Author Archive

Dave Gets Truthy on the AP

Thursday, April 9th, 2009

Via an email earlier this week:

In his most recent post Winer makes the following claim:

Financially, things are looking terrible at AP — as at other news organizations. There’s a general downward trend in the economics of news, and that’s amplified by the downturn in the economy. If we could see AP’s balance sheet, we might conceive of something desperate ourselves…

In the comments, an astute reader notes:

You can read the AP’s balance sheet, Dave, and it’s not at all in bad shape as you claim.

link

In fact, revenues were up and the AP is in the black, despite it being a non-profit and only needing to break even. AP makes money selling content, not something many people can claim.

Dave’s response seems worth an EoW blog post, IMHO.

So what was Dave’s response?

Then there must be something else they saw that made them freak.

The strong reaction was observable. The reason for it, not so clear.

Which is basically his way of saying “I’m still right, even if my facts are wrong.”

Thanks for the email!
----
> [Given instruction 1]
From the blog post about Dave and the AP, return the stretch from "In his most" through "blog post, IMHO." word for word.
> [Given instruction 2]
In the blog post about Dave and the AP, what does the AP make money selling?

(Point annotation dataset records)
----
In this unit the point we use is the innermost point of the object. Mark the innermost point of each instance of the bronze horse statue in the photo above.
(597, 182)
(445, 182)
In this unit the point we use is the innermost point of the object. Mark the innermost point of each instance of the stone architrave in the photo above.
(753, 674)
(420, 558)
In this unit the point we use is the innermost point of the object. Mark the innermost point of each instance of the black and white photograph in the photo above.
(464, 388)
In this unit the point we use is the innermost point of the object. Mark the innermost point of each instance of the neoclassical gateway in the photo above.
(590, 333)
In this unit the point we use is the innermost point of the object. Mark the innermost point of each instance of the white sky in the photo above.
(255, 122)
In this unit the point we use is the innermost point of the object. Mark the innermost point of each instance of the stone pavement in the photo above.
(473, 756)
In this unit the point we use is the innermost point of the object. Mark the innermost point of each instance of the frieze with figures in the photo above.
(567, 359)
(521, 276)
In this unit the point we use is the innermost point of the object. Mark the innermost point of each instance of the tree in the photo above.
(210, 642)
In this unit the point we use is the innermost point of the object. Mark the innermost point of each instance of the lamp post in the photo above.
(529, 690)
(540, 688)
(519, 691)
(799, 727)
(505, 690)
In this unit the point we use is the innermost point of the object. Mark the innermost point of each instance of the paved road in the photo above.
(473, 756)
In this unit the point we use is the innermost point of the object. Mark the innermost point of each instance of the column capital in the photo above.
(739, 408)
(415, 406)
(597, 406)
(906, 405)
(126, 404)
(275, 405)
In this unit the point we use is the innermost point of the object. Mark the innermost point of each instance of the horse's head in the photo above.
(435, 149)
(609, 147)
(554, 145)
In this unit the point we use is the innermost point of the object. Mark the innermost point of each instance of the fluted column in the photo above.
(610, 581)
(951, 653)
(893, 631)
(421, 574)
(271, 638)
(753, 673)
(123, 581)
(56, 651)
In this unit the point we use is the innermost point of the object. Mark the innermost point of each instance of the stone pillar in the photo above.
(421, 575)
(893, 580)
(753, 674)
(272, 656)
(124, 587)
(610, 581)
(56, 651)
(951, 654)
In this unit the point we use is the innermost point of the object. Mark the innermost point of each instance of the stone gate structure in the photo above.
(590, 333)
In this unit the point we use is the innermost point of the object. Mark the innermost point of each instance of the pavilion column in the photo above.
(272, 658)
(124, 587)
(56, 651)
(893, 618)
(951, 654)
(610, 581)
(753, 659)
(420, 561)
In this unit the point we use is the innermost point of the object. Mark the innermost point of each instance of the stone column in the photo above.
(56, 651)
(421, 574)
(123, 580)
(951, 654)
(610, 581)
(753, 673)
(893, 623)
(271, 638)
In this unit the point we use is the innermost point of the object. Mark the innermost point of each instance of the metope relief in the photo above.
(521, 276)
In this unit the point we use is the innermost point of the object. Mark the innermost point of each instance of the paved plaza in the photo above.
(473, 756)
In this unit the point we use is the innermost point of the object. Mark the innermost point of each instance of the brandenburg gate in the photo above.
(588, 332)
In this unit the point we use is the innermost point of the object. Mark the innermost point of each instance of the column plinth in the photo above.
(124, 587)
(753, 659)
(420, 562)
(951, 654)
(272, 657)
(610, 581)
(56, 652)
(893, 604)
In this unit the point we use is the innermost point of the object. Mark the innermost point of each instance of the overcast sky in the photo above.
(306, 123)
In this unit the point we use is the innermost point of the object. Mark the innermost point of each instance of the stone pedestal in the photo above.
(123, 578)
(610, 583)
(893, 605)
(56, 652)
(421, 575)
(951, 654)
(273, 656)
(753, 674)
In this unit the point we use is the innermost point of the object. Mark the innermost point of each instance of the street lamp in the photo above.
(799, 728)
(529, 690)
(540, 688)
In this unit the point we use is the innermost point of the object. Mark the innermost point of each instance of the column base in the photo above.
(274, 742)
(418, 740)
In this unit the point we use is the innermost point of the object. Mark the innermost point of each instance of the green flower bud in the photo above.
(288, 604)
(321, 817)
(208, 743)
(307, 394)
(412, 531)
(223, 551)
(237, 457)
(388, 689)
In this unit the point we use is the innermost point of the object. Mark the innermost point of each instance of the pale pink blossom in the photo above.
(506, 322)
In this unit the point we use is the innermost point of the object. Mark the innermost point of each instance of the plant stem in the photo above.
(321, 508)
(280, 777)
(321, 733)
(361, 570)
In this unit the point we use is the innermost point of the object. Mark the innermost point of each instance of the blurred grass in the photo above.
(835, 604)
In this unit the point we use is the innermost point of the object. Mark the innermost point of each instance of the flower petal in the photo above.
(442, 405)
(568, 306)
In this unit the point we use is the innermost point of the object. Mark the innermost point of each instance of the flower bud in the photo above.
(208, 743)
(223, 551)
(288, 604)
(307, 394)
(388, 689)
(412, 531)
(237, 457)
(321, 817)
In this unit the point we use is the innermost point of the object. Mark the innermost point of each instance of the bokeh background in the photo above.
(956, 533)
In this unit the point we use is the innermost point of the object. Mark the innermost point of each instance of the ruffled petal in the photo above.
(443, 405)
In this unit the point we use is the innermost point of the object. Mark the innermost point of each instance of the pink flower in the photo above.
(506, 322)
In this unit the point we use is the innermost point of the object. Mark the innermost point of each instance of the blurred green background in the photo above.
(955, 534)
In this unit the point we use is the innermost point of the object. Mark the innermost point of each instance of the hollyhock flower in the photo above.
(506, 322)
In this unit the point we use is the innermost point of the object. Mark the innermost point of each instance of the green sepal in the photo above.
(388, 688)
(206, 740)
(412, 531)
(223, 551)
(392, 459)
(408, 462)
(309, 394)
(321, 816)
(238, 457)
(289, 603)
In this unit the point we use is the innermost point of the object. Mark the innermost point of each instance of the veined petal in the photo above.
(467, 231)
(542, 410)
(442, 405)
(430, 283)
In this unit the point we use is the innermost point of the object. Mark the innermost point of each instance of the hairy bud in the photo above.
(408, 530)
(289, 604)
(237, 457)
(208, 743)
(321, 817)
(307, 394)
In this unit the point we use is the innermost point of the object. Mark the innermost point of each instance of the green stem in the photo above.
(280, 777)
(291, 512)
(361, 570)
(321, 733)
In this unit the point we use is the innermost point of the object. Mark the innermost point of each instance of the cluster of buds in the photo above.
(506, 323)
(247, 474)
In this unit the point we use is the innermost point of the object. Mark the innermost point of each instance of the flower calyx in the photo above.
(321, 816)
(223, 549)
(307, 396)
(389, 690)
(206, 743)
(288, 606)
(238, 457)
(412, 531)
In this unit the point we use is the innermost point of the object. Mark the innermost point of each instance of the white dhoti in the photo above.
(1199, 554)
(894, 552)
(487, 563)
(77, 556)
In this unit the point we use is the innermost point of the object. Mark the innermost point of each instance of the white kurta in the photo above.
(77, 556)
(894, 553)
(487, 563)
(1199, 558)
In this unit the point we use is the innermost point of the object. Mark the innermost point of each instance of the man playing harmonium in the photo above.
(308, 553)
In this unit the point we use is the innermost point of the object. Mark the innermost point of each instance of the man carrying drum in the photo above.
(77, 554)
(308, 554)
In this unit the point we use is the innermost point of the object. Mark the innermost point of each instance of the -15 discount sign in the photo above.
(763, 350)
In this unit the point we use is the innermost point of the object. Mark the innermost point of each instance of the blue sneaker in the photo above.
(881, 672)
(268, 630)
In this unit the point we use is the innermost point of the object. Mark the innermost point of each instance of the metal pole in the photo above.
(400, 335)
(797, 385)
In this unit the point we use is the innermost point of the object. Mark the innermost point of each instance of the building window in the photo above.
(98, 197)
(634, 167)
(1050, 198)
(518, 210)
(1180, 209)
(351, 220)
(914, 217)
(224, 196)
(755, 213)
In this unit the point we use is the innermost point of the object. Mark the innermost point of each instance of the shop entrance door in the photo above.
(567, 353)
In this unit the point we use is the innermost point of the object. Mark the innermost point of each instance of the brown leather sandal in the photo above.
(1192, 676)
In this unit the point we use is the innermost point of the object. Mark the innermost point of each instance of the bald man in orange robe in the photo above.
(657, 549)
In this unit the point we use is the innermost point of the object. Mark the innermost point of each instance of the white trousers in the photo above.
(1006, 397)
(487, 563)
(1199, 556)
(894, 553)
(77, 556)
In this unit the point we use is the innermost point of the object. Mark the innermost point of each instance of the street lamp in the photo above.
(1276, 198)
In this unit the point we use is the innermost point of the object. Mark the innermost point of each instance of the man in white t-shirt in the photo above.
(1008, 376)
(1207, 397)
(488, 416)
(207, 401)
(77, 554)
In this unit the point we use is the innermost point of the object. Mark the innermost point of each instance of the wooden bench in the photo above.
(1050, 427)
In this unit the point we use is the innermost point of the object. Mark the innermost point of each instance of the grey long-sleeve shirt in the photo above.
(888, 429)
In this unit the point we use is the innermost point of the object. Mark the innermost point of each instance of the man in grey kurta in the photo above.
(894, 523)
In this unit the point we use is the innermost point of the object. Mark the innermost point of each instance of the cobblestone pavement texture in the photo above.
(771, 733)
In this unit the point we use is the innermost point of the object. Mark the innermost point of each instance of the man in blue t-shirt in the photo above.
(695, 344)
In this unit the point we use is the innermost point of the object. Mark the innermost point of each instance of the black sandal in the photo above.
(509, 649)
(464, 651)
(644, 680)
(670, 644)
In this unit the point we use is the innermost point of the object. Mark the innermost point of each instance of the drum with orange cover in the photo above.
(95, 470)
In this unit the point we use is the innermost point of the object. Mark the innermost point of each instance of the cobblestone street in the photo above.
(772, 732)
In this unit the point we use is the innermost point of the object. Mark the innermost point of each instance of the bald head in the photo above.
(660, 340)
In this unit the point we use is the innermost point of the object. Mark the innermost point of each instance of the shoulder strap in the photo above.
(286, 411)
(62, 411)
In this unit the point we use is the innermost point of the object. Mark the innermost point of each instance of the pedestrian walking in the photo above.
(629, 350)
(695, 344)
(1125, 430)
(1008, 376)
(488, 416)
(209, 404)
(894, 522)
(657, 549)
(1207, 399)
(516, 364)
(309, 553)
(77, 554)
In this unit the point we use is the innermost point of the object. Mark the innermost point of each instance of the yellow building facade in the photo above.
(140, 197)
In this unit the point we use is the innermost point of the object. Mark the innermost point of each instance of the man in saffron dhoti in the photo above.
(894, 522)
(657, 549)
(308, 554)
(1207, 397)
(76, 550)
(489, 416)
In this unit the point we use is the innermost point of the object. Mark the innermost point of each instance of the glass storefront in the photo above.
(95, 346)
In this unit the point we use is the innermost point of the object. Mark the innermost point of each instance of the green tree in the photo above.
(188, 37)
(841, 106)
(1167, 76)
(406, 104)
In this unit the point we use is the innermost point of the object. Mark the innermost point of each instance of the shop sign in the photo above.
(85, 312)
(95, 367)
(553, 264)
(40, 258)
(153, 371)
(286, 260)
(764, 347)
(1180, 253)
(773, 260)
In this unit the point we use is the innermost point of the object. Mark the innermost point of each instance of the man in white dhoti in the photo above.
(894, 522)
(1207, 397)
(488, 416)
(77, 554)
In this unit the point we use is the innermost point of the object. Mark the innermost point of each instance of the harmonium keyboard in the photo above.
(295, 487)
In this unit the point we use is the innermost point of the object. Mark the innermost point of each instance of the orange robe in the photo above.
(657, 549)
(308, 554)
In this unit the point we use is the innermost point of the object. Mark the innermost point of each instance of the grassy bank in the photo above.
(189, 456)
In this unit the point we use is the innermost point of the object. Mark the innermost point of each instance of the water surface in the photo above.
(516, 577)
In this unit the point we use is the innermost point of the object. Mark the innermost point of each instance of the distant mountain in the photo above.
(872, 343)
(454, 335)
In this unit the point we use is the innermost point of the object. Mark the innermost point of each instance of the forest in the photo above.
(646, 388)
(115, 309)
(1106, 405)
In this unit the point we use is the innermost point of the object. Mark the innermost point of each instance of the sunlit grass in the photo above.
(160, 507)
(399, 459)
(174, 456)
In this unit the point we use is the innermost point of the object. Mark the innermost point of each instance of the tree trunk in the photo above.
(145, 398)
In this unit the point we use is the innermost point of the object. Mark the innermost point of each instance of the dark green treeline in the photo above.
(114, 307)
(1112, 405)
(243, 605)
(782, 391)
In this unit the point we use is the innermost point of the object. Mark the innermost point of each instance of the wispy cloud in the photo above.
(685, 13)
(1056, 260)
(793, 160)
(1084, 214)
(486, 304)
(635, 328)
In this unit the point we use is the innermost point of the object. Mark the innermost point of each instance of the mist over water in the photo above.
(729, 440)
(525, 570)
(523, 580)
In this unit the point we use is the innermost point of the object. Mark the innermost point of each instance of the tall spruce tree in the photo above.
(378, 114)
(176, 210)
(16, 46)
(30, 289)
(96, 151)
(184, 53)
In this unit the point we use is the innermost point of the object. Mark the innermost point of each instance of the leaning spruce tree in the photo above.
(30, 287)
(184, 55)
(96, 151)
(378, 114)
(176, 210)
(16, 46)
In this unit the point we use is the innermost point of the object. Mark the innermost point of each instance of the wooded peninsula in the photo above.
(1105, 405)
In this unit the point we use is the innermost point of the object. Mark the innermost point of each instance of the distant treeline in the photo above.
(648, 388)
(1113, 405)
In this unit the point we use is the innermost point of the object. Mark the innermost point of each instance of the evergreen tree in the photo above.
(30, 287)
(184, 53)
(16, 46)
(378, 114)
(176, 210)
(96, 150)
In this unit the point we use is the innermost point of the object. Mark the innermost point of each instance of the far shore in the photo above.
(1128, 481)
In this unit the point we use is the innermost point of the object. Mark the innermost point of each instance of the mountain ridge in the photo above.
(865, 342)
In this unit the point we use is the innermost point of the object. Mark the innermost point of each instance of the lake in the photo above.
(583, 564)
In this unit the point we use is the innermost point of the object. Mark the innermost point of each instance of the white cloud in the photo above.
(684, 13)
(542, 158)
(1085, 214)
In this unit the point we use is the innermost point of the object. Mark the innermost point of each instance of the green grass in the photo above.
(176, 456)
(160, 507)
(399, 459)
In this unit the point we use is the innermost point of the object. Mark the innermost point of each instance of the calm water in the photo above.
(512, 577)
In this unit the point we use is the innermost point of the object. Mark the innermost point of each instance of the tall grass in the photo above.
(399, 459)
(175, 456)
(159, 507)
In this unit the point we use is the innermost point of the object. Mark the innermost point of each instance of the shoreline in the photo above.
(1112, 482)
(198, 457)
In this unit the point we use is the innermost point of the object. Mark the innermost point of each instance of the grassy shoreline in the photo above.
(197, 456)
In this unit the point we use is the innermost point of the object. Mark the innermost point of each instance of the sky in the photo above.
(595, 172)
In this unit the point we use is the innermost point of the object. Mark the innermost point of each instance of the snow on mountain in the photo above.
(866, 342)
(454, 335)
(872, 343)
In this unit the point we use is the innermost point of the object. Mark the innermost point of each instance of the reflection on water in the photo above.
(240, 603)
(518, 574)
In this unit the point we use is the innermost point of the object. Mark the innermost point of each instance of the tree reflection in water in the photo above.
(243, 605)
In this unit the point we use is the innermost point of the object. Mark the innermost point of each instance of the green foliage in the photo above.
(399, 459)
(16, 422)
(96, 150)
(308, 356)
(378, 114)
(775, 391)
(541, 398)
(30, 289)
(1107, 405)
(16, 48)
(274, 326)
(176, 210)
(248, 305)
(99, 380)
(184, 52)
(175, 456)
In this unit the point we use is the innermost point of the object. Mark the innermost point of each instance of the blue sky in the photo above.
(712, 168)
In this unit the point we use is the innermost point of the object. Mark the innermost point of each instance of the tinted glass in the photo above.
----
> [Full output 1]
In his most recent post Winer makes the following claim:

Financially, things are looking terrible at AP — as at other news organizations. There’s a general downward trend in the economics of news, and that’s amplified by the downturn in the economy. If we could see AP’s balance sheet, we might conceive of something desperate ourselves…

In the comments, an astute reader notes:

You can read the AP’s balance sheet, Dave, and it’s not at all in bad shape as you claim.

link

In fact, revenues were up and the AP is in the black, despite it being a non-profit and only needing to break even. AP makes money selling content, not something many people can claim.

Dave’s response seems worth an EoW blog post, IMHO.

> [Full output 2]
Content.